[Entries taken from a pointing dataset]
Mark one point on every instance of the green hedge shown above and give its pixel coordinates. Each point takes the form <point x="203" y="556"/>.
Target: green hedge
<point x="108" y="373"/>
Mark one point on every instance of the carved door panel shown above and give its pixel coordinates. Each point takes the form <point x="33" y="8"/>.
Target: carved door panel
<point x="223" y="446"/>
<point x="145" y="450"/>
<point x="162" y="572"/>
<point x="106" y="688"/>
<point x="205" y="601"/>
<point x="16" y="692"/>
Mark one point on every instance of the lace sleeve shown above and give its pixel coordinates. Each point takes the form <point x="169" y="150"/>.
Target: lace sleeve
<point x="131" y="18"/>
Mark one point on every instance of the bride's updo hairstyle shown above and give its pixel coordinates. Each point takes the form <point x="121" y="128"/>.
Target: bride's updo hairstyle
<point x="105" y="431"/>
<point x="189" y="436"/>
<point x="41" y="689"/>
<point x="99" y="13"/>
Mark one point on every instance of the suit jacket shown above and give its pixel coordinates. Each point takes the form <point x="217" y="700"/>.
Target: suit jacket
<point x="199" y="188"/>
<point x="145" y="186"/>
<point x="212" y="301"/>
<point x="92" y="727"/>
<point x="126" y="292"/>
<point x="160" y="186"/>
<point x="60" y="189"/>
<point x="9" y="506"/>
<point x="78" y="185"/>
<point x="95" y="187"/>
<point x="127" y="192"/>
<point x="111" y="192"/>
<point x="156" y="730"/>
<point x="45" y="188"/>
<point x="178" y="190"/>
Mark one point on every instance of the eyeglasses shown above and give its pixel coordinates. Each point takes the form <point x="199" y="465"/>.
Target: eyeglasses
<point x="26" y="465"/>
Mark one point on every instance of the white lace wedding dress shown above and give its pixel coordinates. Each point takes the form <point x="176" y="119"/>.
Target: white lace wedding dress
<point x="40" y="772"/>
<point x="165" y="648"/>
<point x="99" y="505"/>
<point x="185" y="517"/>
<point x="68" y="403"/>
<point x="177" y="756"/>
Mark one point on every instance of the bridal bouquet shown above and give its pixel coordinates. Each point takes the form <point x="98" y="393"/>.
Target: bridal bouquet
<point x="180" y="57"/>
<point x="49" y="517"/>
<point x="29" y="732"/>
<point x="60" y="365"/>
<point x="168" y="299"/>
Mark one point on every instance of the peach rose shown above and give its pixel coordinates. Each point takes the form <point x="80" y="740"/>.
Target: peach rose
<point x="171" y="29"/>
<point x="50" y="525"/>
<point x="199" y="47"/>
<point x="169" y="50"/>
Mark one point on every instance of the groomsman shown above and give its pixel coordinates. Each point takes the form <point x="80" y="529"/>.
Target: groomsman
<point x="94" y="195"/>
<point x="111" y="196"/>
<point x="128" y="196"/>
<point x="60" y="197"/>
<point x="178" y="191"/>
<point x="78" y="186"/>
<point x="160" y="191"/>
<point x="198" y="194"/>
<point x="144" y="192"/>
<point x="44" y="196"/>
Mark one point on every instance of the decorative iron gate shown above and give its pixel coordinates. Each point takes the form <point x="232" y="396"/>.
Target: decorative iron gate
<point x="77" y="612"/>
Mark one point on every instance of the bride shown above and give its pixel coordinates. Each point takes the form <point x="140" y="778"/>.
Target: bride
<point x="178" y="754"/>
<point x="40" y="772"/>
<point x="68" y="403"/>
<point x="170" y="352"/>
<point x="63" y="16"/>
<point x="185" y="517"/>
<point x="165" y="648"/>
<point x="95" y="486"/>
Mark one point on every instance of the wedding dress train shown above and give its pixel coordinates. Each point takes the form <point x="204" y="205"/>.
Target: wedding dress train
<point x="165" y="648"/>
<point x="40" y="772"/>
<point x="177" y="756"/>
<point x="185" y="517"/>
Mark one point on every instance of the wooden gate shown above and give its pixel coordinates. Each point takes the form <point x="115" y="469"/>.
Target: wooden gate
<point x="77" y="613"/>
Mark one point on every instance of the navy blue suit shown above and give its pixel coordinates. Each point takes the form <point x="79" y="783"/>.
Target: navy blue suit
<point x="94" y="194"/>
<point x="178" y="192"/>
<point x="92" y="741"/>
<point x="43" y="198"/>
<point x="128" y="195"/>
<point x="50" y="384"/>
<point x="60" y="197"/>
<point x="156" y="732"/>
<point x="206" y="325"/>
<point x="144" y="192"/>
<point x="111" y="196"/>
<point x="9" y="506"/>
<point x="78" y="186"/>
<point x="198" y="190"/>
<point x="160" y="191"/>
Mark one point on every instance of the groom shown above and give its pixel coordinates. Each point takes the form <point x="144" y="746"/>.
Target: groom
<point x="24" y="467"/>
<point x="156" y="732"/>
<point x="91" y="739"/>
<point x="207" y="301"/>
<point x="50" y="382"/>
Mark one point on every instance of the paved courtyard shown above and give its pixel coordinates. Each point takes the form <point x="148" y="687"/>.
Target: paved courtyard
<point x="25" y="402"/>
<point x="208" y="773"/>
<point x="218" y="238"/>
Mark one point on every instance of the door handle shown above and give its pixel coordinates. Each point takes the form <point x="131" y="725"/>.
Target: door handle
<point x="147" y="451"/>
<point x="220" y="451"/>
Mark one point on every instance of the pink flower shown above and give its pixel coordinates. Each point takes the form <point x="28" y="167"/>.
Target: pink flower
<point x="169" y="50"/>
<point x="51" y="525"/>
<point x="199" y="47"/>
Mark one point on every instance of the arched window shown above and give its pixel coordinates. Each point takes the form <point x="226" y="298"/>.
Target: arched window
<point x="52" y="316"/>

### Instructions for the task
Copy out the entire listing above line for line, changing nothing.

### Result of the task
Mark one point on every instance of the green hedge shown above and give its pixel coordinates. Each point takes the form <point x="203" y="556"/>.
Target: green hedge
<point x="108" y="373"/>
Mark one point on every instance of the carved door panel shown above and give its pixel coordinates. Each point takes the form <point x="33" y="8"/>.
Target: carved door panel
<point x="223" y="446"/>
<point x="145" y="450"/>
<point x="162" y="572"/>
<point x="106" y="688"/>
<point x="205" y="601"/>
<point x="16" y="692"/>
Mark one point on every instance of the lace sleeve shown above and give its pixel coordinates. Each point takes the form <point x="169" y="150"/>.
Target: lace sleeve
<point x="131" y="18"/>
Mark one point on every instance of the bride's updo hairstyle shown above and give its pixel coordinates. Each point takes the form <point x="121" y="128"/>.
Target: bride's updo hairstyle
<point x="105" y="431"/>
<point x="189" y="436"/>
<point x="41" y="689"/>
<point x="99" y="13"/>
Mark one point on every instance of the suit jacket shown above and give its pixel coordinates. Each point takes the form <point x="217" y="700"/>.
Target: suit jacket
<point x="199" y="188"/>
<point x="145" y="186"/>
<point x="212" y="301"/>
<point x="92" y="727"/>
<point x="126" y="292"/>
<point x="160" y="186"/>
<point x="60" y="189"/>
<point x="9" y="506"/>
<point x="78" y="185"/>
<point x="95" y="187"/>
<point x="127" y="192"/>
<point x="111" y="192"/>
<point x="156" y="730"/>
<point x="45" y="188"/>
<point x="178" y="190"/>
Mark one point on every instance of the eyeglasses shown above and give its pixel coordinates. Each point takes the form <point x="199" y="465"/>.
Target: eyeglasses
<point x="26" y="465"/>
Mark one point on every instance of the white lace wedding dress shown above and give its pixel coordinates. Each point takes the form <point x="176" y="119"/>.
Target: white lace wedding dress
<point x="40" y="772"/>
<point x="165" y="648"/>
<point x="99" y="505"/>
<point x="185" y="517"/>
<point x="68" y="403"/>
<point x="177" y="756"/>
Mark one point on every instance of the bridal bouquet shown above and give its pixel coordinates. Each point takes the form <point x="98" y="393"/>.
Target: bridal bouquet
<point x="180" y="57"/>
<point x="49" y="517"/>
<point x="29" y="732"/>
<point x="60" y="365"/>
<point x="168" y="299"/>
Mark one point on every instance of the peach rose shown above and give its pixel coordinates. Each point takes the form <point x="80" y="740"/>.
Target: peach rose
<point x="171" y="29"/>
<point x="50" y="525"/>
<point x="199" y="47"/>
<point x="169" y="50"/>
Mark one point on every instance of the groomsman shown above and give its pixel coordinates. Each point takes the form <point x="80" y="529"/>.
Target: groomsman
<point x="94" y="195"/>
<point x="111" y="196"/>
<point x="128" y="196"/>
<point x="60" y="197"/>
<point x="178" y="191"/>
<point x="78" y="186"/>
<point x="160" y="191"/>
<point x="198" y="194"/>
<point x="144" y="192"/>
<point x="44" y="196"/>
Mark one point on every instance of the decorative iron gate shown above and give its pixel coordinates. Each point takes the form <point x="232" y="396"/>.
Target: decorative iron gate
<point x="77" y="612"/>
Mark one point on every instance of the bride shown above and give its pixel coordinates. Each point takes the form <point x="140" y="778"/>.
Target: bride
<point x="178" y="754"/>
<point x="40" y="772"/>
<point x="68" y="403"/>
<point x="170" y="352"/>
<point x="63" y="16"/>
<point x="185" y="517"/>
<point x="165" y="648"/>
<point x="95" y="486"/>
Mark one point on every instance of the wedding dress train shown above and give its pixel coordinates. Each point takes the form <point x="204" y="205"/>.
Target: wedding dress train
<point x="165" y="648"/>
<point x="40" y="772"/>
<point x="177" y="756"/>
<point x="185" y="517"/>
Mark one point on every instance of the wooden gate shown above and give its pixel coordinates. Each point takes the form <point x="115" y="469"/>.
Target: wooden gate
<point x="77" y="613"/>
Mark one point on every instance of the navy blue suit shown above and give its pixel coordinates. Each point takes the form <point x="79" y="783"/>.
Target: navy blue suit
<point x="94" y="194"/>
<point x="178" y="192"/>
<point x="92" y="741"/>
<point x="43" y="198"/>
<point x="128" y="195"/>
<point x="50" y="384"/>
<point x="60" y="197"/>
<point x="156" y="732"/>
<point x="206" y="325"/>
<point x="144" y="192"/>
<point x="111" y="196"/>
<point x="9" y="506"/>
<point x="78" y="186"/>
<point x="198" y="190"/>
<point x="160" y="191"/>
Mark one point on every instance of the groom shown above and give its pixel coordinates. Each point takes the form <point x="144" y="746"/>.
Target: groom
<point x="24" y="467"/>
<point x="156" y="732"/>
<point x="91" y="739"/>
<point x="207" y="301"/>
<point x="50" y="382"/>
Mark one point on every instance of the paved courtyard shown above and give its pixel coordinates. Each point takes the form <point x="148" y="687"/>.
Target: paved courtyard
<point x="25" y="402"/>
<point x="208" y="773"/>
<point x="218" y="238"/>
Mark one point on every instance of the door handle shown above and give its pixel coordinates. Each point takes the form <point x="131" y="725"/>.
Target: door handle
<point x="147" y="451"/>
<point x="220" y="451"/>
Mark one point on every instance of the pink flower shown above and give its pixel coordinates. Each point takes the form <point x="28" y="167"/>.
Target: pink flower
<point x="169" y="50"/>
<point x="51" y="525"/>
<point x="199" y="47"/>
Mark one point on every instance of the arched window shown above and give its pixel coordinates. Each point takes the form <point x="226" y="298"/>.
Target: arched window
<point x="52" y="316"/>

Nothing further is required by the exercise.